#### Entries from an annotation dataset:
— START —

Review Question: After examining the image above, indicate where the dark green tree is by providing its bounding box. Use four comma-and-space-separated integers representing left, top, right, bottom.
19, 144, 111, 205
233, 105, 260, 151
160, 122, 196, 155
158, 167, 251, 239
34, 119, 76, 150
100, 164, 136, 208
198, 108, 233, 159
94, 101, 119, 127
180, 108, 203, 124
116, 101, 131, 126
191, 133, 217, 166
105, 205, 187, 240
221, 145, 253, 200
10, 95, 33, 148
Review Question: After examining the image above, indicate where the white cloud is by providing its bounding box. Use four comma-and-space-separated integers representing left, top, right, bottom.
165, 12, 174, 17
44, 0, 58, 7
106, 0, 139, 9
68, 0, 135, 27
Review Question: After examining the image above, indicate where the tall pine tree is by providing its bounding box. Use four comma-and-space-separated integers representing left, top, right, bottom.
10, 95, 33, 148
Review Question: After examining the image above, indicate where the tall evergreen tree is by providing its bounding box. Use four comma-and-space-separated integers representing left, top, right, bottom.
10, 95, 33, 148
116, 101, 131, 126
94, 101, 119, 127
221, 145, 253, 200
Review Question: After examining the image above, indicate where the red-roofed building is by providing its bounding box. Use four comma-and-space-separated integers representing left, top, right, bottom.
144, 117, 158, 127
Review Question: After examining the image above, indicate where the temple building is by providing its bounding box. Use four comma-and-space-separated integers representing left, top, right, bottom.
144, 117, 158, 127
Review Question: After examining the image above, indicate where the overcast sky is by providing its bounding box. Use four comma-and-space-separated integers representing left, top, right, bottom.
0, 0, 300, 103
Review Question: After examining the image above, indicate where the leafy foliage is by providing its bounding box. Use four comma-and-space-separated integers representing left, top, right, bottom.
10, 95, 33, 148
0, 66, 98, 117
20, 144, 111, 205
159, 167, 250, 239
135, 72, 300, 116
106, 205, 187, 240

— END —

Retype the lines of the material between the line containing "where the white" and the line containing "68, 0, 135, 27", inclusive, without changing a character.

#### Written answer:
Review Question: After examining the image above, indicate where the white cloud is by providing its bounding box. Use four comma-and-space-separated integers representing left, top, right, bottom.
165, 12, 174, 17
44, 0, 58, 7
106, 0, 139, 9
68, 0, 135, 27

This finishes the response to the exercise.